#### Records ####
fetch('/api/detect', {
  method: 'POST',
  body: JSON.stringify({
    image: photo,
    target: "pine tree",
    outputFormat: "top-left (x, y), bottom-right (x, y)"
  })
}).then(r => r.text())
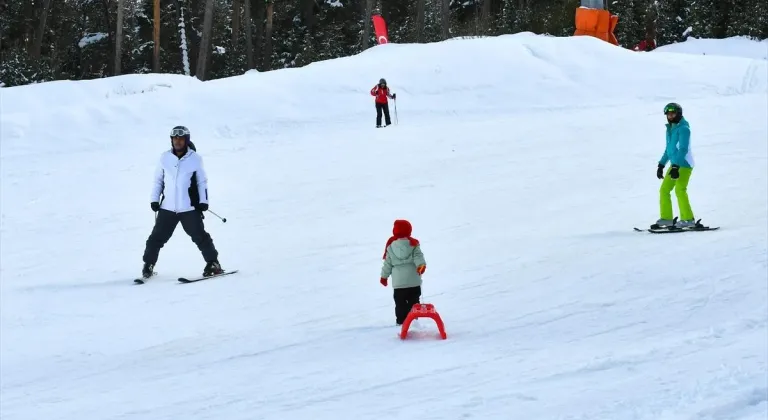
top-left (656, 0), bottom-right (691, 44)
top-left (1, 0), bottom-right (766, 87)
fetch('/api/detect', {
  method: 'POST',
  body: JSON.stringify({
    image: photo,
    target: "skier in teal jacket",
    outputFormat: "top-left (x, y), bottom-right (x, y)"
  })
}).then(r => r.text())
top-left (653, 102), bottom-right (697, 229)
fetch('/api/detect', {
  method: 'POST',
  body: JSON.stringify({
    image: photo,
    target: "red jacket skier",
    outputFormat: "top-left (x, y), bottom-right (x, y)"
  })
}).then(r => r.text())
top-left (633, 39), bottom-right (656, 52)
top-left (370, 78), bottom-right (396, 128)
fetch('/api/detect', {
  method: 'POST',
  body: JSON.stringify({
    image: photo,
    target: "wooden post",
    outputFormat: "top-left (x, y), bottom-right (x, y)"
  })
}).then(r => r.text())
top-left (153, 0), bottom-right (160, 72)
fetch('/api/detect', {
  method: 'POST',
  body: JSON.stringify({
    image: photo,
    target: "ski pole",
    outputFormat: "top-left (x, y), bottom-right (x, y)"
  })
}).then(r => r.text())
top-left (394, 98), bottom-right (398, 125)
top-left (208, 209), bottom-right (227, 223)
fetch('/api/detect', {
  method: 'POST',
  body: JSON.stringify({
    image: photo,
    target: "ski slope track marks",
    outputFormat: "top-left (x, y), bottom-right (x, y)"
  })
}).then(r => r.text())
top-left (1, 33), bottom-right (767, 420)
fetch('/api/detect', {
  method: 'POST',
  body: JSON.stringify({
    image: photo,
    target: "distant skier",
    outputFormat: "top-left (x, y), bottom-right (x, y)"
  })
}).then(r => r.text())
top-left (380, 219), bottom-right (426, 325)
top-left (370, 78), bottom-right (396, 128)
top-left (652, 103), bottom-right (697, 229)
top-left (140, 125), bottom-right (224, 279)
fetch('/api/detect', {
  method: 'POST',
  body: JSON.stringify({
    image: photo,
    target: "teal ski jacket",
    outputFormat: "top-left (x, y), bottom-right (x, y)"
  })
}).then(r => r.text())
top-left (659, 117), bottom-right (694, 168)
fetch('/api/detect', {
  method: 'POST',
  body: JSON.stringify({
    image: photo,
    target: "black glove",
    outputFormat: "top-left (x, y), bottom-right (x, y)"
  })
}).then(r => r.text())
top-left (151, 202), bottom-right (160, 212)
top-left (670, 165), bottom-right (680, 179)
top-left (656, 164), bottom-right (665, 179)
top-left (195, 203), bottom-right (209, 212)
top-left (393, 93), bottom-right (396, 99)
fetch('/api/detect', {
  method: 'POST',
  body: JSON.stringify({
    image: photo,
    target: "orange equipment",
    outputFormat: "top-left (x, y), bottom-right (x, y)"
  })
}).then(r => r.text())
top-left (574, 7), bottom-right (619, 46)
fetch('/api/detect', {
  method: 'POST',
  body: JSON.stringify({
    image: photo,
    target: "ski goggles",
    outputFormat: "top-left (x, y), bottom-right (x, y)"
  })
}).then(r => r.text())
top-left (170, 127), bottom-right (190, 137)
top-left (663, 105), bottom-right (679, 114)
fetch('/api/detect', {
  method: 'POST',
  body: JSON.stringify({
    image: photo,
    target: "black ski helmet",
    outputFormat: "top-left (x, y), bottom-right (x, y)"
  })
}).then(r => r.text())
top-left (379, 78), bottom-right (387, 85)
top-left (169, 125), bottom-right (195, 151)
top-left (663, 102), bottom-right (683, 123)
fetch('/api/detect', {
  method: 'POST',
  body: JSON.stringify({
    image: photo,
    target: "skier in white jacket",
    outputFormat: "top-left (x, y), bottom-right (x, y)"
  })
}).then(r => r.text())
top-left (141, 126), bottom-right (223, 279)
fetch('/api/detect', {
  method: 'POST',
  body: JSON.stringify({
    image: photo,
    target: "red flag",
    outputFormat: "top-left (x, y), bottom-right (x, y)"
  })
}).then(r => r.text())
top-left (372, 14), bottom-right (388, 44)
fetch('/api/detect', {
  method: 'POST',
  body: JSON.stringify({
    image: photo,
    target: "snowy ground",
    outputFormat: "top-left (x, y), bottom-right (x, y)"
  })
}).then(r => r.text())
top-left (653, 35), bottom-right (768, 60)
top-left (1, 33), bottom-right (767, 420)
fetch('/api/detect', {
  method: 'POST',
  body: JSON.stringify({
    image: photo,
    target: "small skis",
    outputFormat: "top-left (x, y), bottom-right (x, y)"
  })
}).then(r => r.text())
top-left (178, 270), bottom-right (238, 283)
top-left (634, 218), bottom-right (719, 234)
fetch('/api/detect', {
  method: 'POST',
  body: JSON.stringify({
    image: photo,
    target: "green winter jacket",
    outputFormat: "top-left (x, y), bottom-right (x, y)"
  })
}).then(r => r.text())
top-left (381, 239), bottom-right (426, 289)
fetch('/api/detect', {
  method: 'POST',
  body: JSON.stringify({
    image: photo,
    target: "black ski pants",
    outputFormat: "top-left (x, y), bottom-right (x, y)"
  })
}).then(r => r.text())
top-left (394, 286), bottom-right (421, 324)
top-left (143, 209), bottom-right (218, 264)
top-left (376, 102), bottom-right (391, 127)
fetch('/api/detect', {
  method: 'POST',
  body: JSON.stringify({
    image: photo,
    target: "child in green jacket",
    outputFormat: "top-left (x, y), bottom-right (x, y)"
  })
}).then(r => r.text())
top-left (380, 219), bottom-right (427, 325)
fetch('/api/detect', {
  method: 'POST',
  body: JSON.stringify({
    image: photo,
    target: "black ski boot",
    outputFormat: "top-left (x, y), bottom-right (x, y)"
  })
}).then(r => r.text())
top-left (203, 260), bottom-right (223, 277)
top-left (142, 262), bottom-right (155, 278)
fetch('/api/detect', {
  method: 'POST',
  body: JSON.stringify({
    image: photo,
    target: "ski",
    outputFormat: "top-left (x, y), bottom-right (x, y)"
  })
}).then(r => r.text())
top-left (634, 219), bottom-right (719, 234)
top-left (178, 270), bottom-right (238, 283)
top-left (134, 272), bottom-right (157, 284)
top-left (634, 226), bottom-right (719, 233)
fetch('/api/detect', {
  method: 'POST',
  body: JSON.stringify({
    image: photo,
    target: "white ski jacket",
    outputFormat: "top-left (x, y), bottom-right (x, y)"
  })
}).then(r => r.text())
top-left (150, 149), bottom-right (209, 213)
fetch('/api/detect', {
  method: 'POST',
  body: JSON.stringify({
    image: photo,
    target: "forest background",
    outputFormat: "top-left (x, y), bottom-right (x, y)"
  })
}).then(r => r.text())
top-left (1, 0), bottom-right (767, 87)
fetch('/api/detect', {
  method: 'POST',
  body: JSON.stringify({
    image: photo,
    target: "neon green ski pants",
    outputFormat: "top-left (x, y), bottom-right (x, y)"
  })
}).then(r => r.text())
top-left (660, 166), bottom-right (694, 220)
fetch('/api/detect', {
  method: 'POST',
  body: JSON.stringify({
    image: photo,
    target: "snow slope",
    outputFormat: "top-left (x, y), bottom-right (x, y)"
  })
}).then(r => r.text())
top-left (653, 36), bottom-right (768, 60)
top-left (1, 33), bottom-right (767, 420)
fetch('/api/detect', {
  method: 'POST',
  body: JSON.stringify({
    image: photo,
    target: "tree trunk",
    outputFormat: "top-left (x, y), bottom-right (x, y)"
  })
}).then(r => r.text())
top-left (415, 0), bottom-right (426, 42)
top-left (30, 0), bottom-right (52, 60)
top-left (115, 0), bottom-right (125, 75)
top-left (100, 0), bottom-right (114, 75)
top-left (361, 0), bottom-right (374, 50)
top-left (441, 0), bottom-right (450, 40)
top-left (646, 0), bottom-right (659, 45)
top-left (232, 0), bottom-right (241, 50)
top-left (481, 0), bottom-right (492, 34)
top-left (153, 0), bottom-right (160, 72)
top-left (253, 0), bottom-right (266, 70)
top-left (196, 0), bottom-right (216, 80)
top-left (263, 0), bottom-right (274, 71)
top-left (176, 0), bottom-right (192, 75)
top-left (22, 0), bottom-right (35, 53)
top-left (244, 0), bottom-right (253, 69)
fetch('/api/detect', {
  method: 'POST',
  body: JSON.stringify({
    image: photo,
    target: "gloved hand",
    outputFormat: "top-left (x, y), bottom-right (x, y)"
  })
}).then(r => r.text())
top-left (195, 203), bottom-right (209, 212)
top-left (416, 264), bottom-right (426, 275)
top-left (151, 202), bottom-right (160, 212)
top-left (656, 164), bottom-right (665, 179)
top-left (393, 93), bottom-right (396, 99)
top-left (670, 165), bottom-right (680, 179)
top-left (380, 278), bottom-right (388, 287)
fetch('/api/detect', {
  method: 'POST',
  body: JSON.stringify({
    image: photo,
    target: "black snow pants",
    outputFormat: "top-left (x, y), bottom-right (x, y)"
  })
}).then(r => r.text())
top-left (376, 102), bottom-right (391, 127)
top-left (394, 286), bottom-right (421, 324)
top-left (143, 209), bottom-right (218, 264)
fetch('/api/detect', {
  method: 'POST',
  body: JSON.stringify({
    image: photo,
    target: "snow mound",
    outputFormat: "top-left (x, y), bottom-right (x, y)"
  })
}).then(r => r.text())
top-left (2, 33), bottom-right (766, 158)
top-left (654, 36), bottom-right (768, 60)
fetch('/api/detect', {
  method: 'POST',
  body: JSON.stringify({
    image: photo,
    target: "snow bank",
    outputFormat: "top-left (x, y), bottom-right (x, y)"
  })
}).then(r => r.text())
top-left (654, 36), bottom-right (768, 60)
top-left (1, 32), bottom-right (766, 156)
top-left (0, 73), bottom-right (200, 115)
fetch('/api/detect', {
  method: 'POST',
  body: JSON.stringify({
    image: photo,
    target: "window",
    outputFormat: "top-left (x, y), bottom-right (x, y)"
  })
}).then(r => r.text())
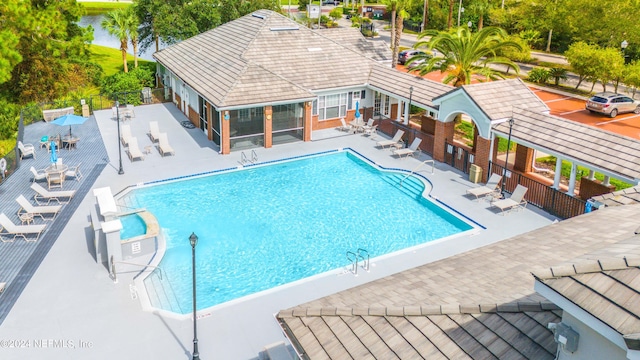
top-left (316, 93), bottom-right (348, 120)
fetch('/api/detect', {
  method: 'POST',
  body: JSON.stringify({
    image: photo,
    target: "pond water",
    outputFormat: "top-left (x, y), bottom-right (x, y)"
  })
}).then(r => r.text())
top-left (78, 15), bottom-right (164, 61)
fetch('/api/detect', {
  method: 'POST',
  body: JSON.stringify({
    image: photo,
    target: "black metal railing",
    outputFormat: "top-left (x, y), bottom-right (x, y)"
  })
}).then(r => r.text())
top-left (490, 162), bottom-right (587, 219)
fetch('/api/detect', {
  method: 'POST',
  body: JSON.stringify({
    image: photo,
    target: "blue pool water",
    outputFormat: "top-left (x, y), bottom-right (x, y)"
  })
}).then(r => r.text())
top-left (125, 151), bottom-right (472, 313)
top-left (119, 214), bottom-right (146, 239)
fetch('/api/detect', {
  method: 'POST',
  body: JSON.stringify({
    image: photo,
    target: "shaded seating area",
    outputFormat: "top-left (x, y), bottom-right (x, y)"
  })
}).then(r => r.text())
top-left (492, 184), bottom-right (528, 215)
top-left (17, 194), bottom-right (62, 221)
top-left (0, 213), bottom-right (47, 242)
top-left (393, 137), bottom-right (422, 159)
top-left (31, 183), bottom-right (76, 205)
top-left (466, 173), bottom-right (503, 200)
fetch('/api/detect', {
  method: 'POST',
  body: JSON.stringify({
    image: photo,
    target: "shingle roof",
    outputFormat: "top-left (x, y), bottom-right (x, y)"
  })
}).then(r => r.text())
top-left (368, 65), bottom-right (453, 109)
top-left (590, 185), bottom-right (640, 207)
top-left (493, 107), bottom-right (640, 182)
top-left (465, 78), bottom-right (550, 120)
top-left (534, 257), bottom-right (640, 337)
top-left (280, 205), bottom-right (640, 359)
top-left (278, 303), bottom-right (561, 360)
top-left (154, 10), bottom-right (390, 108)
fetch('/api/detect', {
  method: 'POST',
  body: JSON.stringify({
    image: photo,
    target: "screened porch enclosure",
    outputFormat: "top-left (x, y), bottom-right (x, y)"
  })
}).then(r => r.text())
####
§ **Exercise aim**
Please go through each line of the data and count those that contain the string "water"; give that number alone.

§ **Solution to this exercise**
2